TO DO: Among the entries below, please show each line that carries the word "white".

RECORD EXTRACTS:
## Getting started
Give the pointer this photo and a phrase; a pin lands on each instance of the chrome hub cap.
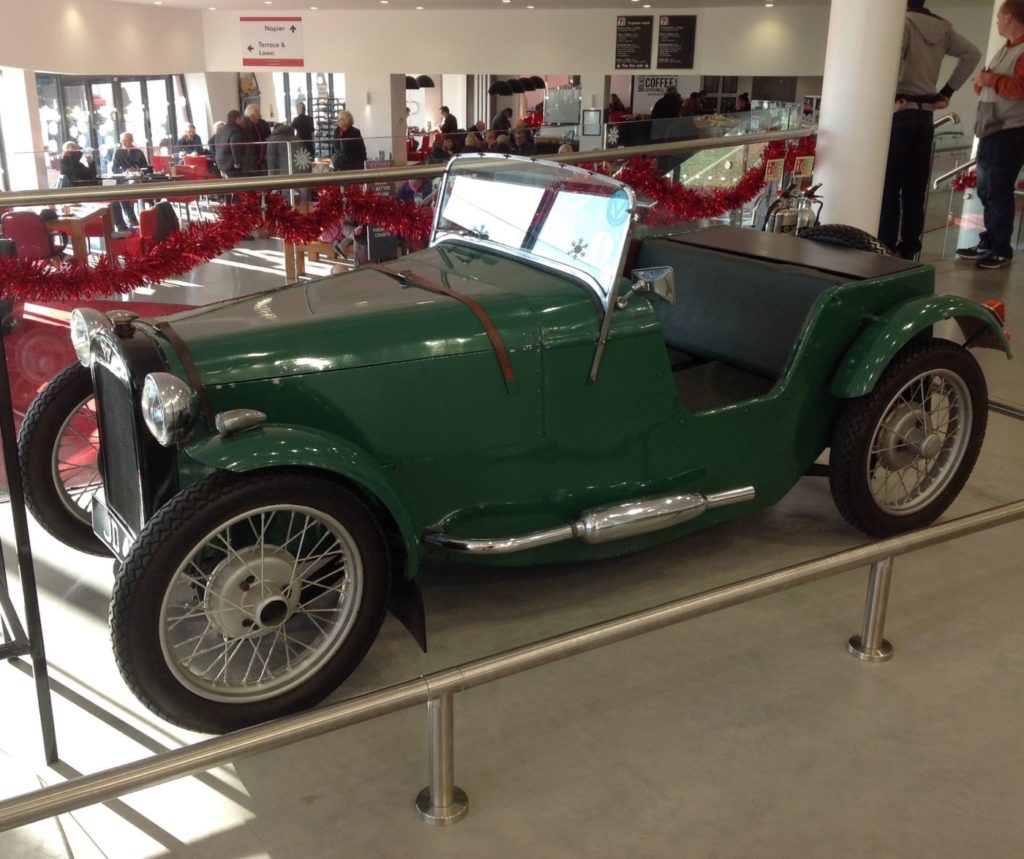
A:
(250, 593)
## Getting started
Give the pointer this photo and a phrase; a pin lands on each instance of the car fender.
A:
(870, 353)
(275, 445)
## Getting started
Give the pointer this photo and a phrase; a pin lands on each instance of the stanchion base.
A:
(869, 654)
(442, 816)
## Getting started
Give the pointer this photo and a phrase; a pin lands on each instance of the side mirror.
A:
(659, 282)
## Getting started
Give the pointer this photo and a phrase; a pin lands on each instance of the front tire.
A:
(58, 452)
(902, 453)
(249, 597)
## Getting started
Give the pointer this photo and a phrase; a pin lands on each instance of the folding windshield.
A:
(559, 216)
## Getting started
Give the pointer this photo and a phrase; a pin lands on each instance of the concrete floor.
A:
(750, 732)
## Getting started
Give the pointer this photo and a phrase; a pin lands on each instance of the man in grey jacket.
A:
(927, 39)
(999, 128)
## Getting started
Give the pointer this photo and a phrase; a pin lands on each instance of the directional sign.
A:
(271, 41)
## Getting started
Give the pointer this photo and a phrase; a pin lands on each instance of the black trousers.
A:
(907, 172)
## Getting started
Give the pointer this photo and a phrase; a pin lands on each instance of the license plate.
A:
(109, 527)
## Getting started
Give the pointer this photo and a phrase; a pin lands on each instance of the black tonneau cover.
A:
(785, 248)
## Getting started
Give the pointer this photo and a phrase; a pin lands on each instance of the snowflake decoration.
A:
(303, 160)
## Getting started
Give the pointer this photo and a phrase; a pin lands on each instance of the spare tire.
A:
(847, 237)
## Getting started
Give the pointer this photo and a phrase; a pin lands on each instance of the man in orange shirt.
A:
(999, 128)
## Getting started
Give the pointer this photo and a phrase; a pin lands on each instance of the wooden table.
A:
(77, 220)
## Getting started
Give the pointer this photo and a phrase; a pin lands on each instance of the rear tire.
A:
(846, 237)
(901, 454)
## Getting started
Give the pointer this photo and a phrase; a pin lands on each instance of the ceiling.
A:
(465, 5)
(476, 5)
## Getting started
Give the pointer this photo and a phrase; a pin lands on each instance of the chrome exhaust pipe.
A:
(601, 525)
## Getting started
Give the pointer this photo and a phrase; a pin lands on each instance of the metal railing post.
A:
(441, 802)
(869, 646)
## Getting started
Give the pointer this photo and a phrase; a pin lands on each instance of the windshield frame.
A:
(547, 176)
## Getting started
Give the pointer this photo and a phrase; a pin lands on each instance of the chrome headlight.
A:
(169, 407)
(84, 324)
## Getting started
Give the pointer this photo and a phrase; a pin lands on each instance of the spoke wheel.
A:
(58, 451)
(249, 597)
(901, 454)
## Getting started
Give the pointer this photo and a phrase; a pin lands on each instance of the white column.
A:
(861, 66)
(23, 133)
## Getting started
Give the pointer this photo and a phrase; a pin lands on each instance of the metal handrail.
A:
(156, 190)
(444, 803)
(967, 165)
(1004, 407)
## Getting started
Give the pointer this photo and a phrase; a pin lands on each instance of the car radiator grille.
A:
(122, 465)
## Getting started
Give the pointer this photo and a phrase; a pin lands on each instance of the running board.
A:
(602, 524)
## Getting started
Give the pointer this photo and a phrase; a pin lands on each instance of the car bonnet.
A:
(374, 316)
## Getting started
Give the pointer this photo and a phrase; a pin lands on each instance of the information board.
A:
(271, 42)
(676, 38)
(634, 37)
(382, 245)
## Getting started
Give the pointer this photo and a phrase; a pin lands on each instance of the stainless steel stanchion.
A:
(441, 802)
(869, 645)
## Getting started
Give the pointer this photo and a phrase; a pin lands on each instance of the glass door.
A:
(104, 124)
(133, 114)
(159, 113)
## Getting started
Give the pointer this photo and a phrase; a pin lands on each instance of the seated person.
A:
(76, 167)
(189, 143)
(419, 191)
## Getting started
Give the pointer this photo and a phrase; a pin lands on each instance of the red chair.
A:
(200, 166)
(161, 163)
(32, 239)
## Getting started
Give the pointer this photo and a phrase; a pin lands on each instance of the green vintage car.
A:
(542, 384)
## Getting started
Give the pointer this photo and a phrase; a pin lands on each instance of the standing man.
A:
(927, 39)
(303, 125)
(127, 159)
(999, 128)
(349, 147)
(258, 130)
(449, 123)
(231, 146)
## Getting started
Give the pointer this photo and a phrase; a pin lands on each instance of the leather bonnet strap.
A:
(406, 275)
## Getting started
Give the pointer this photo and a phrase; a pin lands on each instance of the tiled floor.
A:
(750, 732)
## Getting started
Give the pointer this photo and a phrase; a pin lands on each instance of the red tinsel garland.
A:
(199, 243)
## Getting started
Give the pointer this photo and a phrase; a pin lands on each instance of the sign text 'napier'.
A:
(271, 41)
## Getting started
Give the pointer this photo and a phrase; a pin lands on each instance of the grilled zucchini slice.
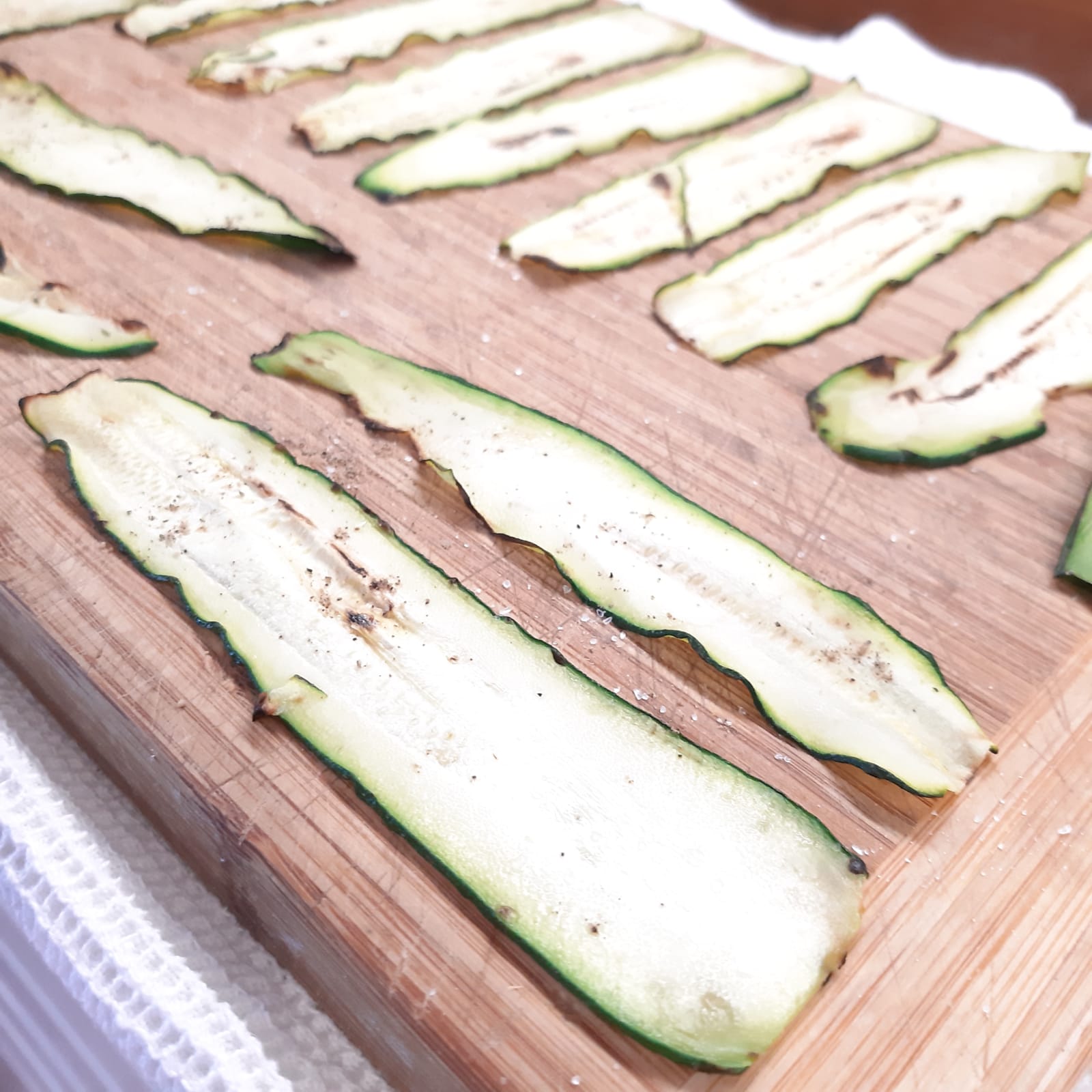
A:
(48, 143)
(710, 90)
(822, 665)
(42, 314)
(332, 45)
(691, 904)
(986, 390)
(150, 22)
(21, 16)
(476, 81)
(824, 270)
(720, 184)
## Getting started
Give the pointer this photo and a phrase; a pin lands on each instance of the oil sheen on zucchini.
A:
(149, 22)
(720, 184)
(691, 904)
(476, 81)
(707, 91)
(20, 16)
(820, 663)
(332, 45)
(42, 314)
(824, 270)
(1076, 558)
(49, 145)
(986, 390)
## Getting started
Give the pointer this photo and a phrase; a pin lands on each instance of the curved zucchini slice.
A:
(722, 183)
(691, 904)
(21, 16)
(988, 388)
(710, 90)
(332, 45)
(43, 315)
(822, 271)
(1076, 558)
(150, 22)
(46, 142)
(822, 665)
(476, 81)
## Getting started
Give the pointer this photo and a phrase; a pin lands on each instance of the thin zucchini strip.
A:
(986, 390)
(476, 81)
(710, 90)
(1076, 558)
(21, 16)
(46, 142)
(720, 184)
(332, 45)
(42, 314)
(691, 904)
(822, 665)
(150, 22)
(822, 271)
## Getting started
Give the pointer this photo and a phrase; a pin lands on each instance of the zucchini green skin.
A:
(285, 700)
(530, 140)
(19, 94)
(25, 16)
(745, 586)
(986, 390)
(671, 303)
(151, 23)
(1076, 557)
(521, 67)
(129, 336)
(722, 183)
(334, 44)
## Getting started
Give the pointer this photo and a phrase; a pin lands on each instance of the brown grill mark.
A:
(840, 138)
(879, 367)
(946, 362)
(511, 142)
(295, 511)
(358, 569)
(1004, 369)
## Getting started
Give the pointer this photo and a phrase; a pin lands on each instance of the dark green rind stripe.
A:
(131, 349)
(642, 1035)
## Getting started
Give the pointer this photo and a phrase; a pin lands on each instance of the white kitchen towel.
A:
(153, 958)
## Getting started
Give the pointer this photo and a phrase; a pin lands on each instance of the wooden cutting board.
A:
(971, 968)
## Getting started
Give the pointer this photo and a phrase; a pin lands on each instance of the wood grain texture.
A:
(970, 970)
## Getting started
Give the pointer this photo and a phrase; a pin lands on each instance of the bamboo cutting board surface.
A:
(970, 971)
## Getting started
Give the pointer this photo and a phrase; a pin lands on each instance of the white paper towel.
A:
(156, 962)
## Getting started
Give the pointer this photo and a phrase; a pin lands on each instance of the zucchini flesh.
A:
(710, 90)
(332, 45)
(722, 183)
(824, 270)
(150, 22)
(689, 902)
(988, 388)
(1076, 558)
(822, 666)
(43, 315)
(20, 16)
(475, 81)
(46, 142)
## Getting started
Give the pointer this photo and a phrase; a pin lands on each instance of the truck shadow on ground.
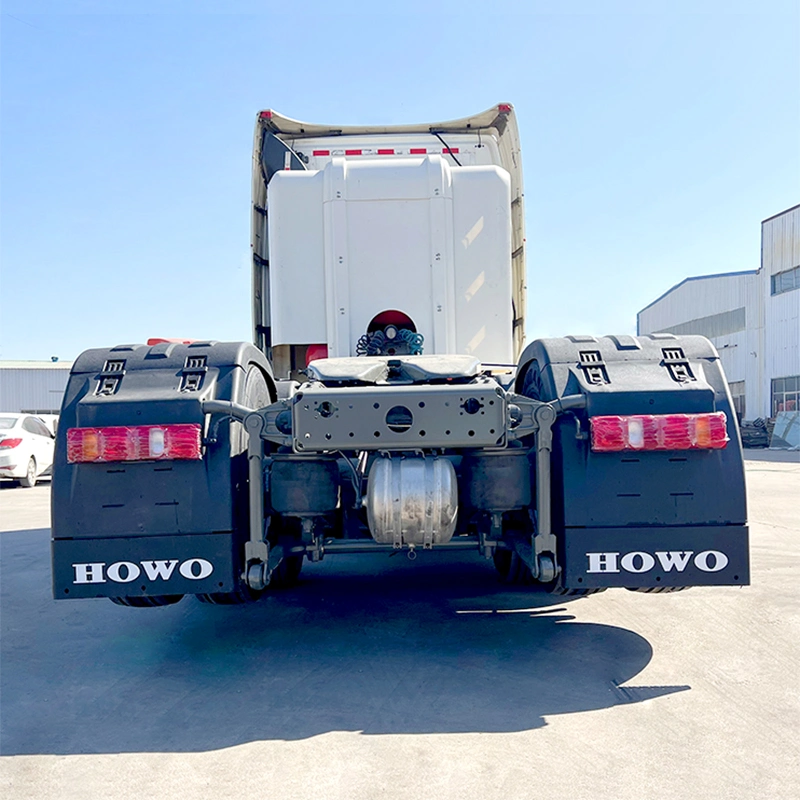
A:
(370, 644)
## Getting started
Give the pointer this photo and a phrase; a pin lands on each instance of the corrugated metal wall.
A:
(756, 333)
(32, 388)
(780, 251)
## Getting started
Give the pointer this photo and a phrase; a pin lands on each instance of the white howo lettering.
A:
(194, 569)
(639, 561)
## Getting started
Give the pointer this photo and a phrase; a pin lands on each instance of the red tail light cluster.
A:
(659, 432)
(135, 443)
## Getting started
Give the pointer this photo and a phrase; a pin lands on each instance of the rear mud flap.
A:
(143, 566)
(711, 555)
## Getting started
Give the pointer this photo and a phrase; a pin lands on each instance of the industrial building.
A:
(33, 387)
(752, 317)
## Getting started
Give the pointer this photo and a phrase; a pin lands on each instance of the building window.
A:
(737, 395)
(785, 393)
(786, 281)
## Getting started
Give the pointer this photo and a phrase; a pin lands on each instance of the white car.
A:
(26, 448)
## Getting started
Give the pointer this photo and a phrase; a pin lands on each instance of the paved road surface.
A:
(382, 678)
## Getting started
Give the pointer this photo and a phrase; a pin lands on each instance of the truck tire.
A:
(28, 481)
(147, 602)
(511, 569)
(287, 573)
(243, 594)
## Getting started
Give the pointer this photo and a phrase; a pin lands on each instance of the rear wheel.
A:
(287, 573)
(29, 480)
(244, 594)
(148, 602)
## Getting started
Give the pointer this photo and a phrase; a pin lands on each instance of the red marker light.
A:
(315, 351)
(179, 442)
(614, 434)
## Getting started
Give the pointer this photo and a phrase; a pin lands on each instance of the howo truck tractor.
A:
(389, 403)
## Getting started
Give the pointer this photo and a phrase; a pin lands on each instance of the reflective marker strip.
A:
(414, 151)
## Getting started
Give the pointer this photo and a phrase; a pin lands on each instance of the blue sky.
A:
(654, 142)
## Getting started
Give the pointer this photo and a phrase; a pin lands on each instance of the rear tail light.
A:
(659, 432)
(135, 443)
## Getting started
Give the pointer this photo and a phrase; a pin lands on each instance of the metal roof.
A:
(696, 278)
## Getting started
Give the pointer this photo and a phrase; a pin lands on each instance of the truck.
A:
(389, 403)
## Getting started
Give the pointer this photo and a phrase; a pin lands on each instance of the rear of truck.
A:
(389, 404)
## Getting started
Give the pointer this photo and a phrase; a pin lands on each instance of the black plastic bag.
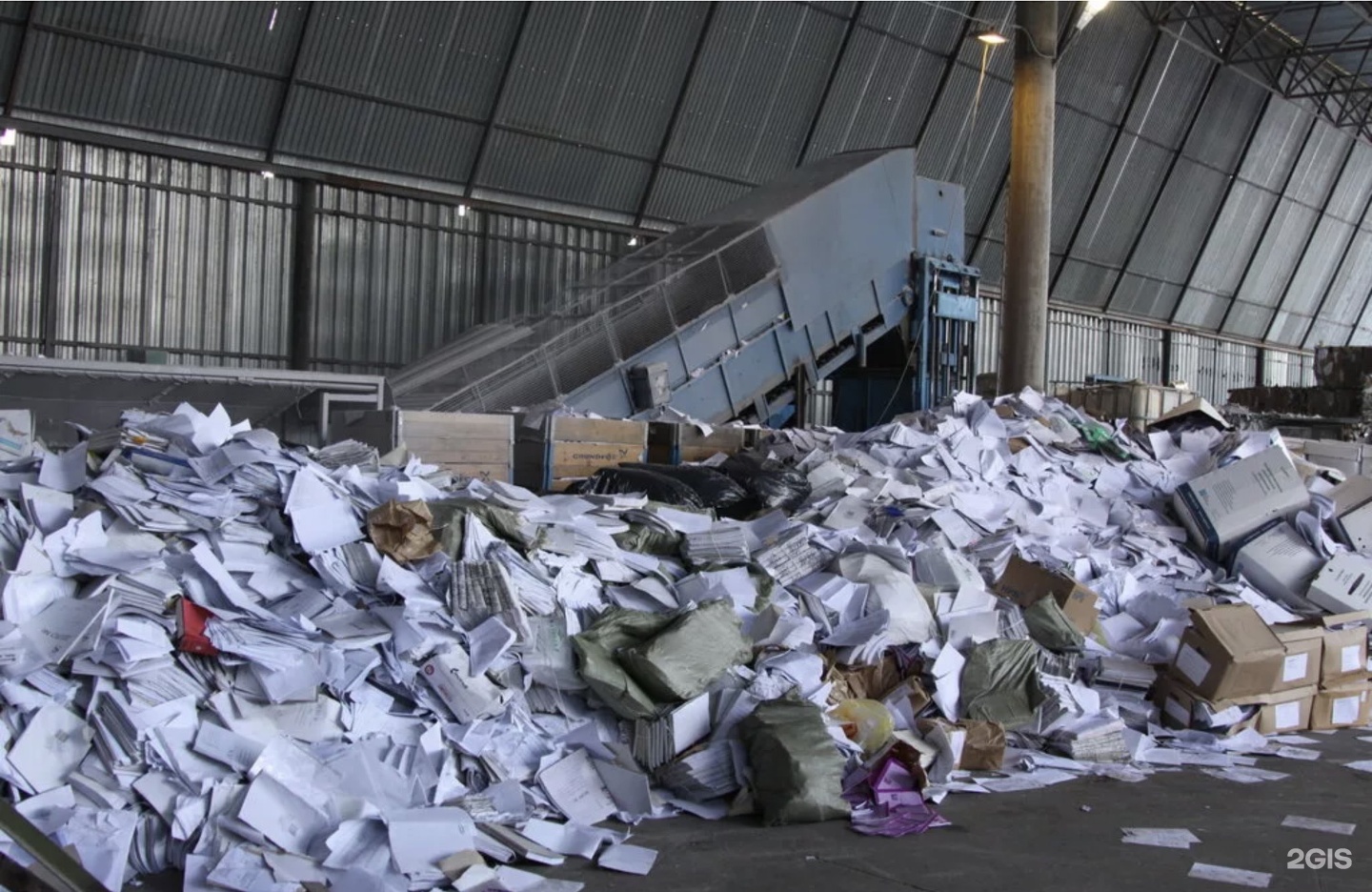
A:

THE COMPLETED TASK:
Give the pointer this photo and a phrase; a pin lands on each instance of the white column.
Give the pointer this photo and a phrase; a pin lands on each instance of the white kitchen towel.
Give the pointer this photo and a phrase; a pin lands on each instance of the white paper towel.
Give the pointer this photo and a phrase; a pin lands on each instance of the white howo lettering.
Give the pointer this photo and a phrase; a pin lands on each instance of the white car.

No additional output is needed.